_Extract to read_:
┌──

Prisoner In Disguise (1975) is Linda Ronstadt's sixth solo LP release and her second for the label Asylum Records. It followed Ronstadt's multi-platinum breakthrough album, Heart Like a Wheel, which became her first number album on the US Billboard 200 album chart in early 1975.

History
Ronstadt chose songs from friends and songwriters such as  James Taylor, Lowell George of Little Feat, J. D. Souther and Anna McGarrigle as well as one written and originally recorded by Jimmy Cliff and an interpretation of Dolly Parton's  "I Will Always Love You". The album features string arrangements by David Campbell. Among the guest musicians, Emmylou Harris joined Ronstadt on the standard "The Sweetest Gift".

The original vinyl album release was a gatefold design, and the center section featured a photo of various sheets with written lyrics to the songs, most of which were in the original songwriters' own handwriting.

Trisha Yearwood cited Prisoner in Disguise as an inspiration, bringing the album to her producer at the start of her career saying, “This is the kind of music that I want to make."

Critical reception

Steve Simels in Stereo Reviews December 1975 issue described Ronstadt's singing on Parton's "I Will Always Love You" as "absolutely gorgeous, full-bodied and intense". The album peaked on the Billboard album chart at #4. It also reached #2 on the country album chart, and has been certified Platinum by the Recording Industry Association of America.

"Heat Wave", a rockified re-make of the 1963 hit covered by Martha and the Vandellas, peaked at #5 on the Billboard Hot 100 singles chart. Its B-side, a countrified version of Neil Young's "Love Is A Rose", generated its own airplay and peaked at #5 on the Hot Country Songs chart.

The double-sided hits "Tracks Of My Tears", a re-make of a 1965 hit by the Miracles, and "The Sweetest Gift", an older country standard then most recently recorded by the Seldom Scene, also made it to the Country singles chart, peaking at #11 and #12 respectively in early 1976. "Tracks" also peaked at #25 on the Billboard Hot 100 and #4 on the adult contemporary songs chart. An album track composed by Lowell George, "Roll Um Easy", was very popular on the burgeoning AOR (album-oriented rock) format.

└──

_Information shown_:
┌──

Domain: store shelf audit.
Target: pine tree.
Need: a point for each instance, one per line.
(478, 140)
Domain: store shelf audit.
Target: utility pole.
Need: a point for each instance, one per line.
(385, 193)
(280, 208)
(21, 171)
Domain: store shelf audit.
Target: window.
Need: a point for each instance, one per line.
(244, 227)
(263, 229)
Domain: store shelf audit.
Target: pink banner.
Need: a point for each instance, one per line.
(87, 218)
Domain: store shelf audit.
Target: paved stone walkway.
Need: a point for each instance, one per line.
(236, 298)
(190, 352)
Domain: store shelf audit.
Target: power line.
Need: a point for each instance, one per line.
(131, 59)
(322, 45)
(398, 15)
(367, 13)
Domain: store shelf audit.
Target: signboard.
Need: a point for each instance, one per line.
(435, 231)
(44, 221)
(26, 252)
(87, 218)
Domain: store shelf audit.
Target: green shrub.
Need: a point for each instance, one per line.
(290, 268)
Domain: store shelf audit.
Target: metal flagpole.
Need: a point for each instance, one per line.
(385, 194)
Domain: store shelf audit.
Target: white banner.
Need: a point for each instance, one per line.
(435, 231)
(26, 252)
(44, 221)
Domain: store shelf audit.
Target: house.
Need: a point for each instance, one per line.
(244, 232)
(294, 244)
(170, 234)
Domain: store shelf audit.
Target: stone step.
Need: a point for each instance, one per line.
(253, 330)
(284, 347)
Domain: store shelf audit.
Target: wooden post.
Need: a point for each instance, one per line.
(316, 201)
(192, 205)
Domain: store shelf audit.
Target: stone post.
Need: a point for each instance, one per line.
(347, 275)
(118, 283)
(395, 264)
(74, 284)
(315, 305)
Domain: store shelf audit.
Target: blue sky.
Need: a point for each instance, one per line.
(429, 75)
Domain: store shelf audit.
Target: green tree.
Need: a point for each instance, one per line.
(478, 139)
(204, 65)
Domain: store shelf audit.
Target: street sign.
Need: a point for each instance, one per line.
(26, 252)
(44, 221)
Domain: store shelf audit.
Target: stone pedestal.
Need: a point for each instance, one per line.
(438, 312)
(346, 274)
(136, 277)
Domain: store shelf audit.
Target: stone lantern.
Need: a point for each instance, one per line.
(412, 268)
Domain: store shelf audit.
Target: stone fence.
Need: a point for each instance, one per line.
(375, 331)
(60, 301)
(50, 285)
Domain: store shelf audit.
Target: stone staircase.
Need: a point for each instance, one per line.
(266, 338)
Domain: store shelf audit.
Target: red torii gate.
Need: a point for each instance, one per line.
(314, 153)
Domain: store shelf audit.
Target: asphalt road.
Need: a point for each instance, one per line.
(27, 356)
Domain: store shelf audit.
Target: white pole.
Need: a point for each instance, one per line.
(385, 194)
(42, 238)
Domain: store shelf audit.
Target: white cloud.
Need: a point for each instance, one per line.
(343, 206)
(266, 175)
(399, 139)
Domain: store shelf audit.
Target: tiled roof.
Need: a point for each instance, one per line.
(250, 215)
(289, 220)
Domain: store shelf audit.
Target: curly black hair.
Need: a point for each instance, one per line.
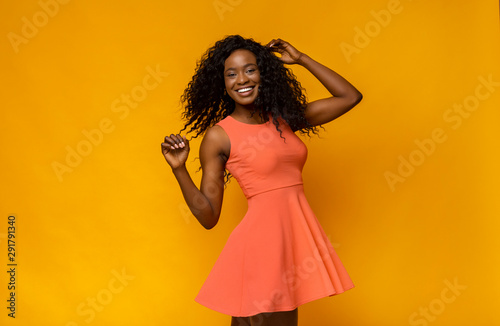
(280, 93)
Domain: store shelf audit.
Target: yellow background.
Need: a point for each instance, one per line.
(120, 209)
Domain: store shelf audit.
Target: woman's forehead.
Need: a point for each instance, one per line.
(240, 57)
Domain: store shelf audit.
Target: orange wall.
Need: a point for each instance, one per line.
(404, 184)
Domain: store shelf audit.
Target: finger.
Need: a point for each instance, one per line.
(271, 43)
(172, 141)
(165, 148)
(175, 140)
(179, 141)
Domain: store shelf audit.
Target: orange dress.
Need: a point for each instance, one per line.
(278, 257)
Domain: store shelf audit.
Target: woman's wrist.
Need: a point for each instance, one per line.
(303, 59)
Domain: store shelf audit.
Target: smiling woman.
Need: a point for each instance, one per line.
(256, 279)
(242, 77)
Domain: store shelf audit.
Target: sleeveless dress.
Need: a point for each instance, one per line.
(278, 257)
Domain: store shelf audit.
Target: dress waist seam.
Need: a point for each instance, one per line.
(280, 187)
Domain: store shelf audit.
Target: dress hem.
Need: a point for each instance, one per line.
(226, 312)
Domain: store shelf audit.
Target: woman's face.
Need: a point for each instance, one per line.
(242, 77)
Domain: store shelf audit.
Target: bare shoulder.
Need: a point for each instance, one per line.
(216, 141)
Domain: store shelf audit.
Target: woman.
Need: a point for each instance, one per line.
(249, 106)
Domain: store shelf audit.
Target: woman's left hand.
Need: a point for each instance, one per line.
(289, 54)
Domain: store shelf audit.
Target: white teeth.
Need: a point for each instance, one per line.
(244, 89)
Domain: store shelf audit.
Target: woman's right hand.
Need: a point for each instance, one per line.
(175, 149)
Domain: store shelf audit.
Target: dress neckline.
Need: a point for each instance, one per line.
(252, 124)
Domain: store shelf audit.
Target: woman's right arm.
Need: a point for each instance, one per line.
(205, 203)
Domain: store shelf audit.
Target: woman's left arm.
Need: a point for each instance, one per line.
(344, 95)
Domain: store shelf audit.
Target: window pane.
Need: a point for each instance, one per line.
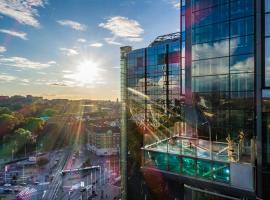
(241, 8)
(267, 62)
(242, 45)
(267, 24)
(267, 5)
(241, 27)
(210, 50)
(243, 63)
(210, 67)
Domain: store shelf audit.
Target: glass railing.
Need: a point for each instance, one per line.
(192, 157)
(188, 166)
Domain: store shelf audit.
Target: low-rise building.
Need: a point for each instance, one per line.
(103, 140)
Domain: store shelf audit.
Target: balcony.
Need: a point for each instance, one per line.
(216, 162)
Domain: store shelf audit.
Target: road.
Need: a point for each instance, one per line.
(56, 184)
(60, 187)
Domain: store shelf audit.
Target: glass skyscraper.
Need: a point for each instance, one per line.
(197, 106)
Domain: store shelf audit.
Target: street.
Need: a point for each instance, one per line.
(48, 182)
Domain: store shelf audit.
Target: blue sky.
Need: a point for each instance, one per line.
(70, 48)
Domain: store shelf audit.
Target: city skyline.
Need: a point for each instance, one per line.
(46, 47)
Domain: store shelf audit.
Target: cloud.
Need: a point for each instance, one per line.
(123, 27)
(72, 24)
(52, 62)
(112, 41)
(64, 83)
(82, 40)
(25, 80)
(69, 52)
(23, 11)
(96, 44)
(7, 78)
(174, 3)
(2, 49)
(67, 71)
(21, 62)
(20, 35)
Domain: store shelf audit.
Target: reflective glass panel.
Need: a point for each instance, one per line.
(267, 24)
(188, 166)
(204, 169)
(267, 62)
(174, 163)
(221, 172)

└──

_Problems to solve_:
[a] Answer these questions from the Prisoner in Disguise article:
(i) Who wrote the string arrangements on the album?
(ii) What was the album's highest position on the Billboard album chart?
(iii) On which song did Emmylou Harris join Ronstadt?
[b] Retype the stretch of the Prisoner in Disguise article from "The original vinyl" through "Association of America.", keeping every word and punctuation mark unchanged.

_Outputs in order_:
[a]
(i) David Campbell
(ii) #4
(iii) "The Sweetest Gift"

[b]
The original vinyl album release was a gatefold design, and the center section featured a photo of various sheets with written lyrics to the songs, most of which were in the original songwriters' own handwriting.

Trisha Yearwood cited Prisoner in Disguise as an inspiration, bringing the album to her producer at the start of her career saying, “This is the kind of music that I want to make."

Critical reception

Steve Simels in Stereo Reviews December 1975 issue described Ronstadt's singing on Parton's "I Will Always Love You" as "absolutely gorgeous, full-bodied and intense". The album peaked on the Billboard album chart at #4. It also reached #2 on the country album chart, and has been certified Platinum by the Recording Industry Association of America.